Reproduce the material below, substituting "point" for every occurrence of "marker" and leaving everything else unaltered.

§ **INFORMATION PROVIDED**:
****************

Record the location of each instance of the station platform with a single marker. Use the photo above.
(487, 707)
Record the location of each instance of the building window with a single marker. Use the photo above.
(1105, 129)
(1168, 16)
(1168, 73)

****************

§ **REPLY TO THE TASK**:
Record the location of each instance of the station platform with a single point. Use the photo above.
(487, 707)
Record the location of each instance of the building window with a single point. Use the photo above.
(1105, 129)
(1168, 16)
(1168, 73)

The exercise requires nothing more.